### Exercise directions:
From the first line to the last, copy the data exactly and drop the pictures.

(Referring expression data)
= = = = = = =

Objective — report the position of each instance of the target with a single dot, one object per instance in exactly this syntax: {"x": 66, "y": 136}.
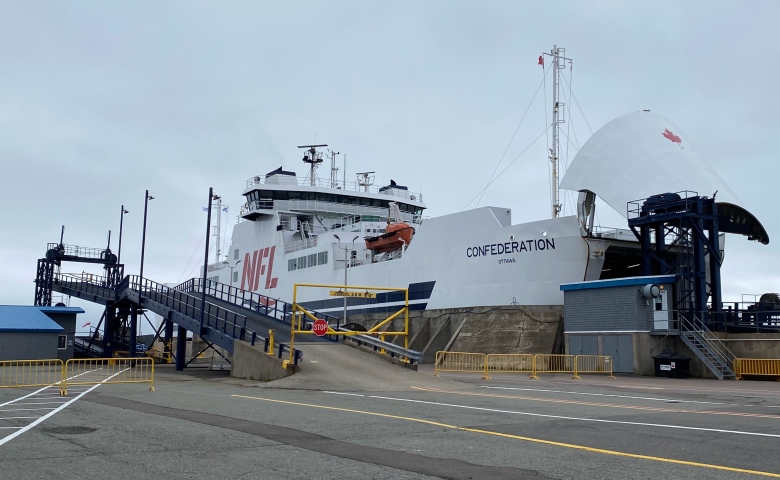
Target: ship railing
{"x": 77, "y": 251}
{"x": 613, "y": 233}
{"x": 297, "y": 245}
{"x": 349, "y": 186}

= = = = = = =

### Result for this task:
Objective — report the position of each instance of the target with a single dot, one object per instance in exactly this syntax: {"x": 66, "y": 136}.
Target: ship railing
{"x": 77, "y": 251}
{"x": 613, "y": 233}
{"x": 297, "y": 245}
{"x": 349, "y": 186}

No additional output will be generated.